Instructions to follow
Copy out the lines word for word, starting from the first line and going through the line with "[1030,447,1052,479]", omitting any pictures.

* START *

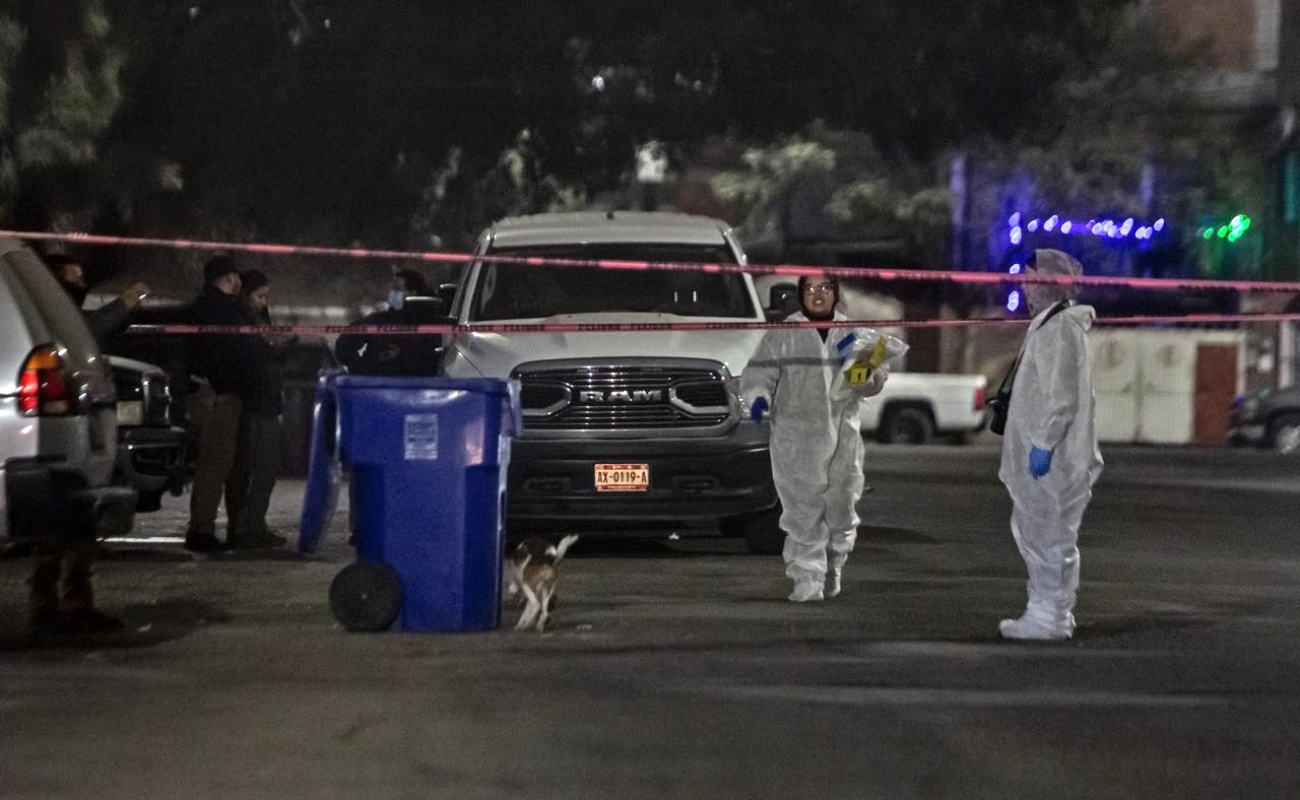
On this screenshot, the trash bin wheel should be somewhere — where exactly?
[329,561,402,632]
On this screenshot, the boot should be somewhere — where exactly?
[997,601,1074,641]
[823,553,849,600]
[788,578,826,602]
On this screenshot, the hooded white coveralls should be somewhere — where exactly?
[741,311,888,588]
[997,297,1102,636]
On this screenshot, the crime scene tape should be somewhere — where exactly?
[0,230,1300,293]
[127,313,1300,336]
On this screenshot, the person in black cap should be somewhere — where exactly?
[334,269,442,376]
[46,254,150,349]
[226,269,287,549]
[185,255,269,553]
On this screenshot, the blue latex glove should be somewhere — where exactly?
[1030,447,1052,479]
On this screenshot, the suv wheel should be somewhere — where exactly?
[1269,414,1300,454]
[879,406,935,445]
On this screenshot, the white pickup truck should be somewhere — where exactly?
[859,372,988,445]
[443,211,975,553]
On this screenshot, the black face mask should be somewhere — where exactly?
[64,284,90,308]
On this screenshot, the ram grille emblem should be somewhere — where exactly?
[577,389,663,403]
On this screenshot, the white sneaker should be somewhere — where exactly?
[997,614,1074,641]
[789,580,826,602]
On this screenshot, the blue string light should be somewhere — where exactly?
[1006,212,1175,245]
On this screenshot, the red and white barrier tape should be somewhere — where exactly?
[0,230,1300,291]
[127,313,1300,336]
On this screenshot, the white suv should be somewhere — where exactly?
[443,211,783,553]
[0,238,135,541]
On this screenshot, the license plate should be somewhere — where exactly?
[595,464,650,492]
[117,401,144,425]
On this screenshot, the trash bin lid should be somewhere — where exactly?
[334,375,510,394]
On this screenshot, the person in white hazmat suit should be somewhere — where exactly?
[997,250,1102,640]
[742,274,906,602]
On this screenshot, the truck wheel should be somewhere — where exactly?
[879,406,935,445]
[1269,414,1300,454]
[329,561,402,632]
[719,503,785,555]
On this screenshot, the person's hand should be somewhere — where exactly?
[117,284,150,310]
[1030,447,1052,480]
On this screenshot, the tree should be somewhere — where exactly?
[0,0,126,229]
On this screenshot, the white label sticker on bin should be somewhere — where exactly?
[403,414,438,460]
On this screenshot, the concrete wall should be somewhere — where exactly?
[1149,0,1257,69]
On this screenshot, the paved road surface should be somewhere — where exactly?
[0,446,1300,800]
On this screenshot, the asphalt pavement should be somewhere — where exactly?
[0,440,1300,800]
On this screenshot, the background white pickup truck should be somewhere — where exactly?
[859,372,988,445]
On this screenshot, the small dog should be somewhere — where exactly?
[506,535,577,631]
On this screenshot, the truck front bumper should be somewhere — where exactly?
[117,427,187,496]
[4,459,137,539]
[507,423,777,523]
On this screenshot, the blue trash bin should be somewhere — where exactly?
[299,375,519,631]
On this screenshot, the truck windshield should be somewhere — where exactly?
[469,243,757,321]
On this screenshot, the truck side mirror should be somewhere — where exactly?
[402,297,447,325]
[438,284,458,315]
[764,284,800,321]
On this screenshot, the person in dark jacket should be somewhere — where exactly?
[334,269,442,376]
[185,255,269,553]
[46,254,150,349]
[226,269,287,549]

* END *

Output below
On this screenshot, the trash bin wheel should be somewhere — where exactly?
[329,561,402,632]
On this screenshot, the boot should be somewhere — where exactly?
[997,601,1074,641]
[823,553,849,600]
[788,578,826,602]
On this screenshot, the hooded white coveralls should be somewhere — where exactly?
[741,311,888,588]
[997,297,1102,636]
On this screenshot, the crime scene tape should be somewhere — where exactly?
[0,230,1300,293]
[127,313,1300,336]
On this screenshot, the person in black cap should be somewhere — where exactly?
[334,269,442,376]
[46,254,150,349]
[226,269,287,549]
[185,255,269,553]
On this screenshot, the blue latex glove should be somewhere — where exactly?
[1030,447,1052,479]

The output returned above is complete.